Set problem: Starting at the line that contains "Objective — for every instance of the white" and ending at the last line of the material, write out every line again, including the requests. Multiply each coordinate in the answers by 2.55 and round it to the nearest whole number, with halves rounded up.

Dataset content:
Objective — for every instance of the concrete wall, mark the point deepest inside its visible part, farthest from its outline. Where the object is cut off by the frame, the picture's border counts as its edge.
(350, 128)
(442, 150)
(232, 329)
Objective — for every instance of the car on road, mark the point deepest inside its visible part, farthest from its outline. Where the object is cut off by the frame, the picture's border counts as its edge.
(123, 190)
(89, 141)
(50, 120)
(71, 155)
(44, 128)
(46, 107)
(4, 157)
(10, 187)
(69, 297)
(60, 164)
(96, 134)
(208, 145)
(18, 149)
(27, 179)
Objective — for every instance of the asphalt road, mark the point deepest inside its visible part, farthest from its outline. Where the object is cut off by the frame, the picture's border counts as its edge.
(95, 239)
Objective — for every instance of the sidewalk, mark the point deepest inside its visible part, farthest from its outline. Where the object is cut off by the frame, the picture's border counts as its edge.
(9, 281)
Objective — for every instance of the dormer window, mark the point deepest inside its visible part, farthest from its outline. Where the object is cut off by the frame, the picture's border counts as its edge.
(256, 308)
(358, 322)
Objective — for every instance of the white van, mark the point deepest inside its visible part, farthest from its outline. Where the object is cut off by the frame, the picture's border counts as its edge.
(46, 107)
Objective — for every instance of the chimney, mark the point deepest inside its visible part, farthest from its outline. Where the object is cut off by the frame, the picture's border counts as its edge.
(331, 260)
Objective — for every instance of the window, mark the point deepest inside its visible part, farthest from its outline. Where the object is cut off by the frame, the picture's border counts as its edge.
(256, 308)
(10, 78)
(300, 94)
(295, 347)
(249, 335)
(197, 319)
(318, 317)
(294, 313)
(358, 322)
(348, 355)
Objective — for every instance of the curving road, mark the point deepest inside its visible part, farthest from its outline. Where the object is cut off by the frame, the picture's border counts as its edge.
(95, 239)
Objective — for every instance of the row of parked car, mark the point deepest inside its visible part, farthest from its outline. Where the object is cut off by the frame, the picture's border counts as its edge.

Output:
Objective — for every instance of the white van, mark the point deepest inside its visible part, farthest from its outline. Where the object is cut off by the frame, the picture's border counts as its edge.
(117, 273)
Objective — for every instance of the chimney, mark the point deepest inside its visible part, farthest from its outline. Where the object is cut off by the frame, the picture's border counts as its edge.
(844, 663)
Objective — for every instance of the window, mark the point deepest inside its visible part, farthest from its outline. Where the object is cut off by the frame, the picture's border counts as its edge.
(653, 785)
(26, 199)
(765, 240)
(752, 885)
(635, 854)
(502, 813)
(811, 808)
(750, 798)
(913, 821)
(887, 905)
Objective — for every instance of the curving road, mark the point deepest inside its visible part, farthest from its outline. Where the object is cut off by the frame, the picture's border counts as its edge.
(242, 609)
Objective — for every instance of the row of parked car, mark the point deepest inside its visible part, farthest from its outline. Where the object is cut off by the frame, the picture's border counts as its edge.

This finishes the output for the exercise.